Action item:
Could you output exactly the lines from the one containing "[(817, 527), (669, 391)]" through the end of the records below, and nothing more?

◇ ◇ ◇ ◇ ◇

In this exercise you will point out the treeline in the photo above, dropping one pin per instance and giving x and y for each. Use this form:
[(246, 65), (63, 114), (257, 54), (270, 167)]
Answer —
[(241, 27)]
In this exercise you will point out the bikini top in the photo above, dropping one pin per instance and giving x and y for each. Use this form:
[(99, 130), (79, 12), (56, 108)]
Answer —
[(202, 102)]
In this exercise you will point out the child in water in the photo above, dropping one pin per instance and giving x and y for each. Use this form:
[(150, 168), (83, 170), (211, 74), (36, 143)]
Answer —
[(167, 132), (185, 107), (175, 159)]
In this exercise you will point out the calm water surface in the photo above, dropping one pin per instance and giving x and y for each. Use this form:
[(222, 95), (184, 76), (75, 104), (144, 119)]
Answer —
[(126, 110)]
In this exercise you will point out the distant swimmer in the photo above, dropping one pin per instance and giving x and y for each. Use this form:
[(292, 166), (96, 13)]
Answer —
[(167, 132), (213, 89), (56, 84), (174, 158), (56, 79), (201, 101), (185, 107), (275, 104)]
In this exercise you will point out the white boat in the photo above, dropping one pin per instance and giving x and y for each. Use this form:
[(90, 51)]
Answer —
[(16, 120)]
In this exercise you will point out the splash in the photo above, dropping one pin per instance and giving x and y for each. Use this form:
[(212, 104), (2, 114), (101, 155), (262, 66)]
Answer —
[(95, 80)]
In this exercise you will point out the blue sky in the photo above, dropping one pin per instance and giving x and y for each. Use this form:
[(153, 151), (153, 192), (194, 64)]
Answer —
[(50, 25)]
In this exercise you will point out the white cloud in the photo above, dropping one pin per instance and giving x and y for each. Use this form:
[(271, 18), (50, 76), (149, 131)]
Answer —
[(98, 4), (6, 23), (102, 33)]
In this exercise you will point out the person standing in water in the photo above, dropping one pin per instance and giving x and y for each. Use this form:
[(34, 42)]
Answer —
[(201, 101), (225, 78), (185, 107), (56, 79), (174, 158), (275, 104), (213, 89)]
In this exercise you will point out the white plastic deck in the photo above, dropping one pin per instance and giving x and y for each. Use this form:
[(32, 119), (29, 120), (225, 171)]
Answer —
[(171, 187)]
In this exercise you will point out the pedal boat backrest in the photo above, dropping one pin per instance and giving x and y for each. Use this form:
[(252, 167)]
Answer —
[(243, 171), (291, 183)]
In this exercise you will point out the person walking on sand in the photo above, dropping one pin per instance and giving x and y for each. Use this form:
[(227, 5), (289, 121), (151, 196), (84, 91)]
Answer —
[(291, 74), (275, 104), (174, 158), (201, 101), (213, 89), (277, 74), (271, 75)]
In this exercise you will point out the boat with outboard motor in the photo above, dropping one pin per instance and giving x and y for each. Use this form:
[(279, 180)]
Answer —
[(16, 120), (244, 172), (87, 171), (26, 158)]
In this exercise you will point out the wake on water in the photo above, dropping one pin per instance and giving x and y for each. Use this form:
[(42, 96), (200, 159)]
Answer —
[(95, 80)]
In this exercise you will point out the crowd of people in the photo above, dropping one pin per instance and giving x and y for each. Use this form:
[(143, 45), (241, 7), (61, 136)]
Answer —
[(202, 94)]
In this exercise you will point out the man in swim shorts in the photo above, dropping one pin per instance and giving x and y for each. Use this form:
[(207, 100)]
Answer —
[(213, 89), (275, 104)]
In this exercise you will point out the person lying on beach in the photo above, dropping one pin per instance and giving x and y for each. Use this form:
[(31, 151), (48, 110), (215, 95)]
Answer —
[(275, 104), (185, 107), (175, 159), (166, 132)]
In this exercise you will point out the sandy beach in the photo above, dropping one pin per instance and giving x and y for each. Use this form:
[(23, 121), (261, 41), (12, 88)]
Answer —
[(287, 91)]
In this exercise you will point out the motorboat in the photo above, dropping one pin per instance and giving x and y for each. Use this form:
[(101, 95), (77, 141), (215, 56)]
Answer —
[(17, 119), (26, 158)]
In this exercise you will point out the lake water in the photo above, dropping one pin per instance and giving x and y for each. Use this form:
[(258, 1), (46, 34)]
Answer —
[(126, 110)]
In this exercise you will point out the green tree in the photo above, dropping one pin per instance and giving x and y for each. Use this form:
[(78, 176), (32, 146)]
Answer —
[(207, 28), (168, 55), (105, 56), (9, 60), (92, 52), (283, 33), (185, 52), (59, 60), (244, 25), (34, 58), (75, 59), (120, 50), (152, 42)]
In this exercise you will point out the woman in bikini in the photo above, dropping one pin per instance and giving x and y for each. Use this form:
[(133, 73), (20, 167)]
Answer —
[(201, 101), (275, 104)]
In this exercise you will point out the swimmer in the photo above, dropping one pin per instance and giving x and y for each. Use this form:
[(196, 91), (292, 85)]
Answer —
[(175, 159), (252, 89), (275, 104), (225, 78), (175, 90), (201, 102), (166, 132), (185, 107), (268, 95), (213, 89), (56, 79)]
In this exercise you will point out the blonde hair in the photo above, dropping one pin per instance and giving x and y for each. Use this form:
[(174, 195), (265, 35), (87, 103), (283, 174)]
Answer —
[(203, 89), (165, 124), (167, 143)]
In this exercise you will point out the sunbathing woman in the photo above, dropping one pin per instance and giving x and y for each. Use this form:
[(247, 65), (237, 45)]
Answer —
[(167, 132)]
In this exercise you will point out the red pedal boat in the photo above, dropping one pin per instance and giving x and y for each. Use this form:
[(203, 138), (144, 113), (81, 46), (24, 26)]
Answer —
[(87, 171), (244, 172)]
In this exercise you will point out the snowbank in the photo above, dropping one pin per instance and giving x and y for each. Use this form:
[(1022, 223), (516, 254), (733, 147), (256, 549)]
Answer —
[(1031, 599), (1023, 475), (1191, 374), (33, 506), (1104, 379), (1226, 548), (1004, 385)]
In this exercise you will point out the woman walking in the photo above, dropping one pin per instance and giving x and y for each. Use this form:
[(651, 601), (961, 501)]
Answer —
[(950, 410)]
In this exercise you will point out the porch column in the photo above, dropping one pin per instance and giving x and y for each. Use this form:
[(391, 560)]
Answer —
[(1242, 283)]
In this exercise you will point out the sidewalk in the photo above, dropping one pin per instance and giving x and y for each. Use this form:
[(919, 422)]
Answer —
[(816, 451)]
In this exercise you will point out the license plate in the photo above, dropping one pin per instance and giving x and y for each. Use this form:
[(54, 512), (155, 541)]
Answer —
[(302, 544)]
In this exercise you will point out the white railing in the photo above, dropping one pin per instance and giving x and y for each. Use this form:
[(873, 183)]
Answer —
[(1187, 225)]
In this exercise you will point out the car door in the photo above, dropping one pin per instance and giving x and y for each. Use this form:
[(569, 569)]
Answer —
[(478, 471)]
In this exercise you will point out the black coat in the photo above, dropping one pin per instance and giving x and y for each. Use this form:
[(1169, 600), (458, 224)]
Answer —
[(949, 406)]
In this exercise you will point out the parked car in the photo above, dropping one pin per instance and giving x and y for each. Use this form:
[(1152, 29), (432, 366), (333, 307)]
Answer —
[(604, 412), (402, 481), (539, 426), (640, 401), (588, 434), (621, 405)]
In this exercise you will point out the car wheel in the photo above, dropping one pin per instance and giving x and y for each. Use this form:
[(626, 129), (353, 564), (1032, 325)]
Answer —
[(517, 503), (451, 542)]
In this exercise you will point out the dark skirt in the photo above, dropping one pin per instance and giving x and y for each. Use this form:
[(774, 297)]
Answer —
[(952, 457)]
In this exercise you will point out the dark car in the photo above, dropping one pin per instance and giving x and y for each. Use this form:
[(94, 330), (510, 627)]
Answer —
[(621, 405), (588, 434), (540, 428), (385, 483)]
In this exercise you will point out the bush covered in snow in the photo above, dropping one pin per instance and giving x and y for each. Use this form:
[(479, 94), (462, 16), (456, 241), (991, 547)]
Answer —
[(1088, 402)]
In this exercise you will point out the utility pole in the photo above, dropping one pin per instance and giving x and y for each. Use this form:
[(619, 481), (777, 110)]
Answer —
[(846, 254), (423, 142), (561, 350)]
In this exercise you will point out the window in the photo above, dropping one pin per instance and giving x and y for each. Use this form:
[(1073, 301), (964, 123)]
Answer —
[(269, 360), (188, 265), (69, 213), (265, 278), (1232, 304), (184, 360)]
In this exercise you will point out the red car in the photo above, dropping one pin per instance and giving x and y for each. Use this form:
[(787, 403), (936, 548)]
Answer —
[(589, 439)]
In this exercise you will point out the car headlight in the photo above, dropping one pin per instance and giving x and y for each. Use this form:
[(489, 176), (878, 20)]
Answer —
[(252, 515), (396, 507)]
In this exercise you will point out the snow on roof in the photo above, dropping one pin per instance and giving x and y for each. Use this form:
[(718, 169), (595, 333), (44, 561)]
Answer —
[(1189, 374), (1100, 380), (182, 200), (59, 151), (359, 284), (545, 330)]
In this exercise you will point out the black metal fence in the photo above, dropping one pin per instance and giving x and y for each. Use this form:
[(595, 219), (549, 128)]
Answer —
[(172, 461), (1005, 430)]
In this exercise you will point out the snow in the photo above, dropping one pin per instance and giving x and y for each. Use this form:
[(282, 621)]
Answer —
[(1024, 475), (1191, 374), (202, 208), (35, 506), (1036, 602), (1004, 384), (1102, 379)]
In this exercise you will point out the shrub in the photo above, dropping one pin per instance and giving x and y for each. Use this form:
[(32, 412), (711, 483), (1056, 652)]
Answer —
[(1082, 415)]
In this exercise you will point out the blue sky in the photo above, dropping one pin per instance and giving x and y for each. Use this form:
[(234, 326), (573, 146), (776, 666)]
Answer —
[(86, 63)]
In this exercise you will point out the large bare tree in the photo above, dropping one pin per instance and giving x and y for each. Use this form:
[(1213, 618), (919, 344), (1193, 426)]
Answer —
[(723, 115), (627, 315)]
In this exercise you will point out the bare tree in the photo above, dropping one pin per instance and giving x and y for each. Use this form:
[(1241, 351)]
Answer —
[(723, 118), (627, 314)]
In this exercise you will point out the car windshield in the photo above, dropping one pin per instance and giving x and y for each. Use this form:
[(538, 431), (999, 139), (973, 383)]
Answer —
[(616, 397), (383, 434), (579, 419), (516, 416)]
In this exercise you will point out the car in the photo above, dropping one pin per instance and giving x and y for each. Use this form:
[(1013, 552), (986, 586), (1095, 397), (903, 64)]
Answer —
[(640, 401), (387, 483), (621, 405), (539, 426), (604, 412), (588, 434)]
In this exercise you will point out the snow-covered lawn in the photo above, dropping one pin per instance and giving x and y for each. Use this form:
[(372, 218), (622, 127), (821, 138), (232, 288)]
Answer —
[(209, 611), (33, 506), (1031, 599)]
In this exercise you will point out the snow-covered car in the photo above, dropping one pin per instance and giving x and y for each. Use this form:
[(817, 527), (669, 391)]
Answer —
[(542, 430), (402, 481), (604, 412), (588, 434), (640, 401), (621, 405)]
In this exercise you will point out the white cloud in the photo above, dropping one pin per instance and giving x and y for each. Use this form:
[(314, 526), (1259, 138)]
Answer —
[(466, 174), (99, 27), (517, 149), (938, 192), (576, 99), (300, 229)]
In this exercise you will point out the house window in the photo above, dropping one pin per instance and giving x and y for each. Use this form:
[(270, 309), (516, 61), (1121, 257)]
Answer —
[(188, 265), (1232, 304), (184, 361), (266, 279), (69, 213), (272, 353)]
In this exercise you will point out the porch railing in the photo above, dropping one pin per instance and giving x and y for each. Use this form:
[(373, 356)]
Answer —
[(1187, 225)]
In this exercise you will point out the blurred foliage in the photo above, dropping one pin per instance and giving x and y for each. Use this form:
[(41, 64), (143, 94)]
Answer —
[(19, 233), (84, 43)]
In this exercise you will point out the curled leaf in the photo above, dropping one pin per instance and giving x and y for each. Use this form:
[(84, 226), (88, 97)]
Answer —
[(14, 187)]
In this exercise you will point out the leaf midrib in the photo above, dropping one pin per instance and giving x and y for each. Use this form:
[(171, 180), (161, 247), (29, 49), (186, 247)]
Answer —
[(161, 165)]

◇ ◇ ◇ ◇ ◇

Response area:
[(817, 527), (669, 391)]
Answer —
[(542, 430), (402, 481), (604, 412), (588, 434), (640, 401), (621, 405)]
In this exercise you will point out the white cloud in the photo above, dropping one pin per instance and giving x and y for each. Use this form:
[(314, 526), (1259, 138)]
Answer —
[(466, 174), (99, 27), (517, 149), (938, 192), (576, 99), (300, 229)]
In this exercise you will point out the house window in the photo above, dropping one pin per instance and giving x and y for each. Use this form:
[(270, 309), (516, 61), (1121, 257)]
Answer —
[(188, 265), (1232, 304), (184, 361), (266, 279), (69, 213), (272, 353)]
In this exercise you will point out the porch railing in the photo above, dropping one pin per instance and giving x and y for each. Use this form:
[(373, 356)]
Answer —
[(1187, 225)]
In this exercise you will point out the blurred foliage in the photo above, dropping one pin per instance and giving x and y for each. Use this form:
[(41, 64), (143, 94)]
Answer —
[(19, 233), (84, 43)]
In this exercise you will point out the curled leaf in the photo above, dropping one pin per instance and giving x and y for each. Use this form:
[(84, 226), (88, 97)]
Answer —
[(14, 187)]
In this exercise you will point out the leaf midrib in the photo above, dropping one pin per instance and giving x and y for each. Use this form:
[(171, 180), (161, 247), (29, 49), (186, 247)]
Answer —
[(161, 165)]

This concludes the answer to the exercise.